_INSTRUCTIONS TO FOLLOW_
Give the data again exactly, from its opening line through the line in which "TARGET: dog's head" appears.

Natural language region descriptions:
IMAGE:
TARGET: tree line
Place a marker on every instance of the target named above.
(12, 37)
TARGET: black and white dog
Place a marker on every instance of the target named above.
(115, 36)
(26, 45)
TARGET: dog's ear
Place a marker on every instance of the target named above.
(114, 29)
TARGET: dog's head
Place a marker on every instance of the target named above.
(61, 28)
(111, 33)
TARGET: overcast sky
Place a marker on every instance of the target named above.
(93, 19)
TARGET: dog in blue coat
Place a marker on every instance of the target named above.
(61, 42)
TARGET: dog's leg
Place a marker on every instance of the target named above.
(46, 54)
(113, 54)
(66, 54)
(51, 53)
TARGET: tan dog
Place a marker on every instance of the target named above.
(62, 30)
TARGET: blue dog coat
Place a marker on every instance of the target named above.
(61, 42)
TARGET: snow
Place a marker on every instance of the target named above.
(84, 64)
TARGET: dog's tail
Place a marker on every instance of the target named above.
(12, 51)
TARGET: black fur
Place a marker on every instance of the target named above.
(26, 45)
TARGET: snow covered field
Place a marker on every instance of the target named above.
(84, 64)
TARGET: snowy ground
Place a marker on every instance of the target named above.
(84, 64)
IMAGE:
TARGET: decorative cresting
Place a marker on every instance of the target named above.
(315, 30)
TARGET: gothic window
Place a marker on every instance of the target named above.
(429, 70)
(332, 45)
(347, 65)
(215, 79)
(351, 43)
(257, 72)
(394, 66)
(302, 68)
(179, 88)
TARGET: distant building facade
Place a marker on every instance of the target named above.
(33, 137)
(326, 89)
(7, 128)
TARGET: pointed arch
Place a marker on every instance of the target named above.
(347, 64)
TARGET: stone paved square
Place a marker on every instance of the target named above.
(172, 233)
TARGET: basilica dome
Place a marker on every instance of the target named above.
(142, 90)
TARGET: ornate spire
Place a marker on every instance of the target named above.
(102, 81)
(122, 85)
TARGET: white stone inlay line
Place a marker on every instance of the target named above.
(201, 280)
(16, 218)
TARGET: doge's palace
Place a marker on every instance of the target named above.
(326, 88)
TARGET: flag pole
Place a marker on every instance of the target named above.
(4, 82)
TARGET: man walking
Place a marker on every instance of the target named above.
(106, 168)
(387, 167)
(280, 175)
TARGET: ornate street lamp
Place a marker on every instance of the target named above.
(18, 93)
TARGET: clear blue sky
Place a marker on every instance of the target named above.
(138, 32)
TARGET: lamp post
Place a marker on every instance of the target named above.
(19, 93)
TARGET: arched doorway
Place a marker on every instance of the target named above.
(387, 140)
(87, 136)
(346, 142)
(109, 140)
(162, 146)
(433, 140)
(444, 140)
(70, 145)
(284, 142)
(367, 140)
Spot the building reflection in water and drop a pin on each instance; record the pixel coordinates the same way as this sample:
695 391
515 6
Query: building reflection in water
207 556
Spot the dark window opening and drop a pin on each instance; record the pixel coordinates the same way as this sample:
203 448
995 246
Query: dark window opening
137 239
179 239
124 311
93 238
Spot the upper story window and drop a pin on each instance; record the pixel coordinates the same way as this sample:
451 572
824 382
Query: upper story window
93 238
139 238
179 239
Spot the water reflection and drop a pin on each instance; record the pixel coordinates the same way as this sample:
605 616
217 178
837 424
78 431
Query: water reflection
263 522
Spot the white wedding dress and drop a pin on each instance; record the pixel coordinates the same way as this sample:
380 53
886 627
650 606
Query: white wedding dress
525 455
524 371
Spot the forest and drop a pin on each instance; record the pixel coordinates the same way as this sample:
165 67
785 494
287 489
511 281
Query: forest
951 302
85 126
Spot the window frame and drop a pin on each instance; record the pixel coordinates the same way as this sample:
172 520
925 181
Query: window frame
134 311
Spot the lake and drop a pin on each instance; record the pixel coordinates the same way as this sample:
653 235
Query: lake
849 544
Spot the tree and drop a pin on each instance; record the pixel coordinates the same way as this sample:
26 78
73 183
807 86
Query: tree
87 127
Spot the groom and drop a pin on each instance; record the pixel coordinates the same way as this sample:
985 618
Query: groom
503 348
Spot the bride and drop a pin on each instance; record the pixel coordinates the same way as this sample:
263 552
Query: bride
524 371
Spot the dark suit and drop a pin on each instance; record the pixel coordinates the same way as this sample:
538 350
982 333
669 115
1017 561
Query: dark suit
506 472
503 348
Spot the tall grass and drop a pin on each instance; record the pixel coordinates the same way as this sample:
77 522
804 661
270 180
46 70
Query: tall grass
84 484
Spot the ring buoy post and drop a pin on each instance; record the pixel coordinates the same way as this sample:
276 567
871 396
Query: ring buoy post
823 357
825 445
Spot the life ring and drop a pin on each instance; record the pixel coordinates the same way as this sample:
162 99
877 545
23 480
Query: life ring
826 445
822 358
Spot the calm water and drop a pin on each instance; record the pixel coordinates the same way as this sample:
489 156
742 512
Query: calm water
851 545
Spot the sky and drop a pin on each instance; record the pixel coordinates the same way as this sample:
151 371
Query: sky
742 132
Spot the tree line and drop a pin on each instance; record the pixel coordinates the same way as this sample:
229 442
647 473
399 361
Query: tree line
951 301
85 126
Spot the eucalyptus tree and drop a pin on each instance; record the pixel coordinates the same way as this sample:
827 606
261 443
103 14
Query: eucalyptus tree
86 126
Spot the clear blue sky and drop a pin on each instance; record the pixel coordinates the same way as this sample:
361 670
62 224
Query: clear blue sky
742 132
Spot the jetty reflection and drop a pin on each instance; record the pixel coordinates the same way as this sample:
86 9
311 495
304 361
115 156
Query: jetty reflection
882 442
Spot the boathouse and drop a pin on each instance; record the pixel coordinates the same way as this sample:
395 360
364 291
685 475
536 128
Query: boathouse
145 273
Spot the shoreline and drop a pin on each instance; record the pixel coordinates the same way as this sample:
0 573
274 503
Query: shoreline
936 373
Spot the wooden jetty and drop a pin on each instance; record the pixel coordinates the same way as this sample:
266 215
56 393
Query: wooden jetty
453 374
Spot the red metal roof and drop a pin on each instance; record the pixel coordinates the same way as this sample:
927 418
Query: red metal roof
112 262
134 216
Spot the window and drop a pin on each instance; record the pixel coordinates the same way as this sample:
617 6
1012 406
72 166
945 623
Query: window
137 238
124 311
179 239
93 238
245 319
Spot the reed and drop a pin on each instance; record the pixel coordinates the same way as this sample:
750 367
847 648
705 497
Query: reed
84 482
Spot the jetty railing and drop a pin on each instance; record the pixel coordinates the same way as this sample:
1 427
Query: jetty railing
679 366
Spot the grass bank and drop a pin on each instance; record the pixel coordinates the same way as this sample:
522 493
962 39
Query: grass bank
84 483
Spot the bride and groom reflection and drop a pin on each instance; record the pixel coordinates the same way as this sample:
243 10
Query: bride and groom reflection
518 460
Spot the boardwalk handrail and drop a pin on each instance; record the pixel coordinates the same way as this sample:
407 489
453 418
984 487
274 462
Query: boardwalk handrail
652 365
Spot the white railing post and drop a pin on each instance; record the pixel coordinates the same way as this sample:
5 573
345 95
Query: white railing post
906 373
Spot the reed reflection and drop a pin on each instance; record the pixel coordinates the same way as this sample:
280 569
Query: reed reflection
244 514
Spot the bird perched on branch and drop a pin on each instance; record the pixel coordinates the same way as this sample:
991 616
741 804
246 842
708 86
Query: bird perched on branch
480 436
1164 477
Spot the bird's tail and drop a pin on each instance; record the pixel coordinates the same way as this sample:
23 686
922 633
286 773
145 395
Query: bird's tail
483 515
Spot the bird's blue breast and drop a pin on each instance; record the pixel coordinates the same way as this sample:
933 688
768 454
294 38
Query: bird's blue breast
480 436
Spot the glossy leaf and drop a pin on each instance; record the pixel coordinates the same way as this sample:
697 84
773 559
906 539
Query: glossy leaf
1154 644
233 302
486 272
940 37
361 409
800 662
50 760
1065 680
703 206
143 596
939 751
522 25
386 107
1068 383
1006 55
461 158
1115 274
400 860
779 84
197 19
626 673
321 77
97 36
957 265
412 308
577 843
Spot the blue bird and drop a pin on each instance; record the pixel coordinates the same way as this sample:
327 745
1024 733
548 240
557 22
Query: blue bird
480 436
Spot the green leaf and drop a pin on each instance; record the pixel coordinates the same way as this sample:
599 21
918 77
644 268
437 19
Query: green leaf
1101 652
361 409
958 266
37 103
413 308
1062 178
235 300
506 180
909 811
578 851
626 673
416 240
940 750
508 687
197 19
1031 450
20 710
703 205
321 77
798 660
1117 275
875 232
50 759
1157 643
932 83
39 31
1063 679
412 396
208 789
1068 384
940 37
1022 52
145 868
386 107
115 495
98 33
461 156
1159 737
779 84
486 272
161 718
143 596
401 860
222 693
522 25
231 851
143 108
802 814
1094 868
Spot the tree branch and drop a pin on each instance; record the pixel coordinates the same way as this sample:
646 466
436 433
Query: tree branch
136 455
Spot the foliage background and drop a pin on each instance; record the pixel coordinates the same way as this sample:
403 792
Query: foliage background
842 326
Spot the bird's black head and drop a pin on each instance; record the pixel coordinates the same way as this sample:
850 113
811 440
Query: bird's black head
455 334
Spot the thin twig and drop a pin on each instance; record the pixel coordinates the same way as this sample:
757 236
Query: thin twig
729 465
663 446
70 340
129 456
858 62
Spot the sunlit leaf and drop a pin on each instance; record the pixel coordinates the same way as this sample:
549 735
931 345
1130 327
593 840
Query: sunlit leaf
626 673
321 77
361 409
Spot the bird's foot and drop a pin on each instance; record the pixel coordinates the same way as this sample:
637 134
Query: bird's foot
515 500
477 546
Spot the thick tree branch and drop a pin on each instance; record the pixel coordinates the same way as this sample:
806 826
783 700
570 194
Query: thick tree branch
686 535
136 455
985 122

_REPLY TO THE EXERCISE_
IMAGE:
TARGET: tree line
Place a marker on every instance of the target named above.
(12, 37)
TARGET: black and white dog
Place a marker on every instance of the target named above.
(115, 36)
(26, 45)
TARGET: dog's ear
Place a marker on every instance of the target named above.
(114, 29)
TARGET: dog's head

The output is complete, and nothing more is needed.